Exercise description
Give the material below as a Markdown table with the columns "Row" and "Entry," one line of the material per row, numbered in order, with blank lines left out.

— start of Dataset records —

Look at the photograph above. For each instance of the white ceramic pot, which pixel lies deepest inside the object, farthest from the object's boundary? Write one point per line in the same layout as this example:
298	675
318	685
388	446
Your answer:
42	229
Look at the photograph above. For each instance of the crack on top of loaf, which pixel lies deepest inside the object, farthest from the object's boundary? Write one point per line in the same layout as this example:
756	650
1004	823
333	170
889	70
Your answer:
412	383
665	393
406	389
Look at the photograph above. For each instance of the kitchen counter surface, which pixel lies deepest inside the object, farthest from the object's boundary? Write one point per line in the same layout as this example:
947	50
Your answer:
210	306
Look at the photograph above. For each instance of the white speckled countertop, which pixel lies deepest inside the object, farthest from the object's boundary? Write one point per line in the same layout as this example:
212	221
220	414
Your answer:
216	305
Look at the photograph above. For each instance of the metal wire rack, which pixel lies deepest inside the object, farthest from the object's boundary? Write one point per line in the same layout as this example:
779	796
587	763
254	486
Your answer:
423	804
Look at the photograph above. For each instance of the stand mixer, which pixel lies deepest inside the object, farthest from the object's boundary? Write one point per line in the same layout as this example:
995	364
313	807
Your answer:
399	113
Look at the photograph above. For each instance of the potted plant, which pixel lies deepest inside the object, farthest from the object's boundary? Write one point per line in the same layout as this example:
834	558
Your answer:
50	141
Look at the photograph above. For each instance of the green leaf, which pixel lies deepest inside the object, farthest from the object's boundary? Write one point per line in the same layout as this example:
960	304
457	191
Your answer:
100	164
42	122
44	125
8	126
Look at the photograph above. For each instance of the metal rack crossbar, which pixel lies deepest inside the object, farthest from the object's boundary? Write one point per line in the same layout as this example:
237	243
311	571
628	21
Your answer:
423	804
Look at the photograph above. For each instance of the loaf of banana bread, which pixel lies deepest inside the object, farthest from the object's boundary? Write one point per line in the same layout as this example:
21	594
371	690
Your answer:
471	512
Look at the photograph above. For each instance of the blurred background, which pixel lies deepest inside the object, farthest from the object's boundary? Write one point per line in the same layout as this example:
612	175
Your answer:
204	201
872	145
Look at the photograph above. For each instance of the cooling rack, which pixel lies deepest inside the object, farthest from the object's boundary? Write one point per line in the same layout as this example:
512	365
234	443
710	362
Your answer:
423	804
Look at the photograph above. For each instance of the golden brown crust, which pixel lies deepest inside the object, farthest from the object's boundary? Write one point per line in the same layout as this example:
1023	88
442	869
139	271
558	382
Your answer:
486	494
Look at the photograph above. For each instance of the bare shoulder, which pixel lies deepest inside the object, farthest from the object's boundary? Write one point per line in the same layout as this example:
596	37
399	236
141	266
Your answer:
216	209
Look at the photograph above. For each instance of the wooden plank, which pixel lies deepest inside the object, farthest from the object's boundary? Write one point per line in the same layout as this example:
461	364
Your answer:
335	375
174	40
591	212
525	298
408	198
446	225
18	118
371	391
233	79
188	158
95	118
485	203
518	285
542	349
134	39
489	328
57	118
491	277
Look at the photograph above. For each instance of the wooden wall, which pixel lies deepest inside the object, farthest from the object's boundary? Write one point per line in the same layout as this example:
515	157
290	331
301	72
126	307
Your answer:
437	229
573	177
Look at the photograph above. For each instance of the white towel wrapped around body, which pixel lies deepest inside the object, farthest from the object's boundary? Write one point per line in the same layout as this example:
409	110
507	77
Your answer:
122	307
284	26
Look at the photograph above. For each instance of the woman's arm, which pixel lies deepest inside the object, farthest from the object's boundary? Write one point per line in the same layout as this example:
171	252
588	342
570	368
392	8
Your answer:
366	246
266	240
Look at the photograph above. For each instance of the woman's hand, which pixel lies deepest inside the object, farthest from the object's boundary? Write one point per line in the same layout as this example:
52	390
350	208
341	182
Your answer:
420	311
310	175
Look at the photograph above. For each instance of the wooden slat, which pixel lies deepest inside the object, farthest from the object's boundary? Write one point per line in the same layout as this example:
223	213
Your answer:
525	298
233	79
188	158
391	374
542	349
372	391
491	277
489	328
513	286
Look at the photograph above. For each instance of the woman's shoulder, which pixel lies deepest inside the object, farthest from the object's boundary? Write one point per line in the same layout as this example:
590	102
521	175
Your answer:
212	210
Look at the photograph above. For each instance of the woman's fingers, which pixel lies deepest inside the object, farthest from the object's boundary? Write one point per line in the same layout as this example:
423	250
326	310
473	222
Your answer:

— end of Dataset records —

Solved problem
| Row | Entry |
|---|---|
| 1 | Look at the photograph above. For each instance of the white ceramic pot, which pixel lies deepest inside the object, farthest from the object's boundary? Write one point per line in the same layout as this example: |
| 2 | 298	675 |
| 3 | 318	685 |
| 4 | 388	446 |
| 5 | Your answer: |
| 6 | 42	229 |
| 7 | Look at the photograph above. For each instance of the crack on top of loaf, which pixel lies deepest inside the object, farthest from the object's boundary? Write one point per line in the same layout as this example: |
| 8 | 756	650 |
| 9 | 1004	823 |
| 10 | 333	170 |
| 11 | 889	70 |
| 12 | Your answer: |
| 13 | 412	383 |
| 14 | 665	393 |
| 15 | 406	389 |
| 16 | Look at the photograph above. For each instance of the kitchen counter surface, which pixel lies deepest inside the object, farthest from the object's boundary? Write one point per line in the same layout as this example: |
| 17 | 947	50 |
| 18 | Your answer: |
| 19 | 210	306 |
| 20 | Look at the photograph above. For each instance of the white speckled countertop, which pixel lies deepest inside the object, farthest from the object's boundary? Write one point per line in the same layout as this example: |
| 21 | 212	221 |
| 22 | 220	414 |
| 23 | Your answer: |
| 24 | 216	305 |
| 25 | Look at the photograph above. For each instance of the metal wire rack, which pixel lies deepest inside the object, farthest from the object's boundary? Write one point per line in the same layout as this example: |
| 26 | 779	796 |
| 27 | 587	763 |
| 28 | 254	486 |
| 29 | Your answer: |
| 30 | 423	804 |
| 31 | Look at the photograph above. For each instance of the stand mixer, which pixel lies deepest inside the object, farthest from the object's boundary? Write one point per line in the same layout as this example: |
| 32 | 995	364 |
| 33 | 313	807 |
| 34 | Your answer: |
| 35 | 399	113 |
| 36 | Look at the photograph above. For each instance of the potted plant, which pixel lies deepest inside the object, farthest from the object's boundary? Write one point per line in the same layout as this example: |
| 37 | 834	558 |
| 38 | Your answer: |
| 39 | 50	141 |
| 40 | Look at the photograph above. For each instance of the green leaf, which pixel lies deepest inside the object, farthest from the object's boundary? Write one point per line in the same layout as this example: |
| 41 | 960	304 |
| 42 | 457	191 |
| 43 | Your answer: |
| 44 | 100	164 |
| 45 | 42	122 |
| 46 | 44	125 |
| 47 | 8	126 |
| 48 | Look at the photograph above. For each instance of the metal rack crossbar, which pixel lies deepest inside the object, farthest from the object's boundary? Write one point per line in the same layout as this example: |
| 49 | 237	243 |
| 50 | 311	571 |
| 51 | 628	21 |
| 52 | Your answer: |
| 53 | 423	804 |
| 54 | Look at the photograph above. For each instance of the loaf of banana bread, which pixel lies deepest inside the object, farthest from the object's boundary? Write one point per line in the same layout as this example: |
| 55 | 21	594 |
| 56 | 371	690 |
| 57 | Your answer: |
| 58 | 471	512 |
| 59 | Look at the photograph above. For each instance of the blurred background, which pixel lies deepest inside the object, farthest from the object's boundary? Write one point per line in the same layout as this example: |
| 60 | 612	175 |
| 61 | Your answer: |
| 62 | 204	201 |
| 63 | 872	145 |
| 64 | Look at the photograph above. For each instance of the cooling rack, which pixel lies deepest inside the object, farthest from the object's boundary? Write one point per line in the same layout as this example: |
| 65 | 512	365 |
| 66 | 234	443 |
| 67 | 710	362 |
| 68 | Your answer: |
| 69 | 423	804 |
| 70 | Look at the photograph above. For each instance of the golden brown crust, which pixel lies deepest inside the object, farthest from the object's boundary? Write one point per line in the same layout as this example: |
| 71 | 1023	88 |
| 72 | 442	869 |
| 73 | 139	271 |
| 74 | 558	382 |
| 75 | Your answer: |
| 76 | 486	494 |
| 77 | Look at the photograph above. For each instance of the bare shoulder, which pixel lies deepest inside the object, farthest from the object's boundary? Write one point per line in the same layout as this example: |
| 78 | 596	37 |
| 79 | 399	236 |
| 80 | 141	266 |
| 81 | Your answer: |
| 82 | 216	209 |
| 83 | Look at the photograph above. For each instance of the wooden plank, which pixel lies deepest inside the object, farthest from the object's boundary? Write one point per line in the same layout as this example: |
| 84 | 461	364 |
| 85 | Your answer: |
| 86 | 335	375 |
| 87 | 174	40 |
| 88 | 591	212 |
| 89 | 525	298 |
| 90 | 408	198 |
| 91 | 446	225 |
| 92 | 18	118 |
| 93 | 371	391 |
| 94 | 233	79 |
| 95 | 188	158 |
| 96 | 95	118 |
| 97 | 485	203 |
| 98 | 518	285 |
| 99 | 542	349 |
| 100 | 134	39 |
| 101 | 489	328 |
| 102 | 57	118 |
| 103 | 491	277 |
| 104 | Look at the photograph above. For each instance of the wooden wall, which pixel lies deepest inside the object, farthest from the object's boundary? Write one point per line in the same layout as this example: |
| 105 | 515	157 |
| 106 | 290	331 |
| 107 | 301	72 |
| 108 | 126	307 |
| 109 | Your answer: |
| 110 | 437	229 |
| 111 | 573	177 |
| 112 | Look at the photograph above. For each instance of the white towel wrapped around body, which pixel lies deepest inside the object, farthest from the object's boundary? Write one point per line in the same layout as this example: |
| 113 | 409	110 |
| 114 | 507	77 |
| 115 | Your answer: |
| 116 | 122	307 |
| 117 | 284	26 |
| 118 | Look at the photograph above. For each instance of the woman's arm, which pixel lies deepest inside the object, farthest from the object's boundary? Write one point per line in the same layout as this example: |
| 119 | 171	252 |
| 120 | 588	342 |
| 121 | 570	368 |
| 122 | 392	8 |
| 123 | Your answer: |
| 124 | 366	246 |
| 125 | 266	240 |
| 126 | Look at the photograph above. For each instance of the woman's hand, which pixel lies deepest inside the object, farthest from the object's boundary? Write one point per line in the same layout as this example: |
| 127 | 52	390 |
| 128 | 350	208 |
| 129 | 341	182 |
| 130 | Your answer: |
| 131 | 420	311 |
| 132 | 310	175 |
| 133 | Look at the photograph above. For each instance of the wooden slat, which pixel lies deepest inside the object, farthest from the object's boundary? Write one point per line in the same layout as this example: |
| 134 | 223	213 |
| 135 | Your answer: |
| 136 | 525	298 |
| 137 | 233	79 |
| 138 | 188	158 |
| 139 | 391	374 |
| 140 | 542	349 |
| 141 | 372	391 |
| 142 | 491	277 |
| 143 | 489	328 |
| 144 | 513	286 |
| 145 | Look at the photograph above. For each instance of the woman's shoulder, which pixel lies deepest inside the object, farthest from the object's boundary? Write one point per line in the same layout as this example: |
| 146 | 590	102 |
| 147 | 521	175 |
| 148 | Your answer: |
| 149 | 212	210 |
| 150 | Look at the photograph above. For each instance of the woman's fingers, which pixel lies deepest inside the object, farthest from the object's boundary? Write one point per line in the same layout as this example: |
| 151 | 423	250 |
| 152 | 326	310 |
| 153 | 473	222 |
| 154 | Your answer: |